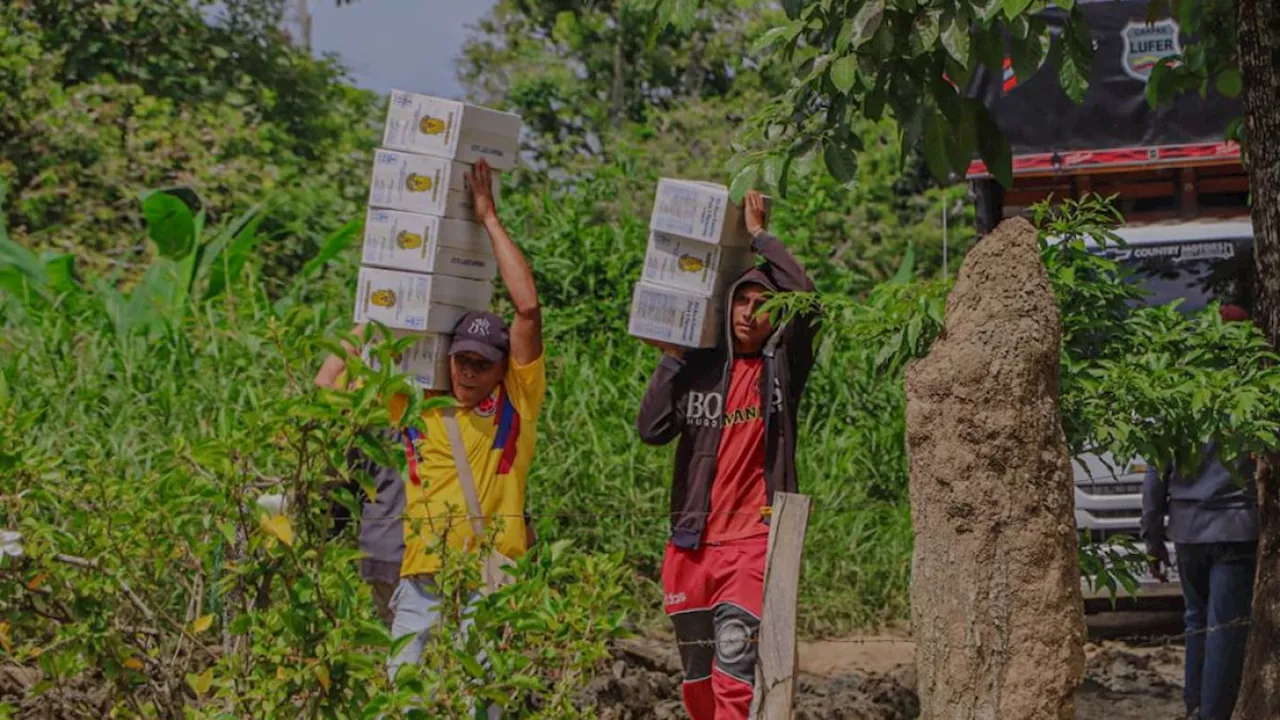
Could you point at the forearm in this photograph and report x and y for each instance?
(513, 268)
(1153, 506)
(659, 419)
(787, 272)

§ **YOUR GOAL**: Once the pictures are dropped, set down everything else in the records exactly.

§ **YOUR RESPONSE**:
Could you point at the forearm in this photograph and report x and y for each instance?
(513, 268)
(1153, 506)
(659, 419)
(787, 272)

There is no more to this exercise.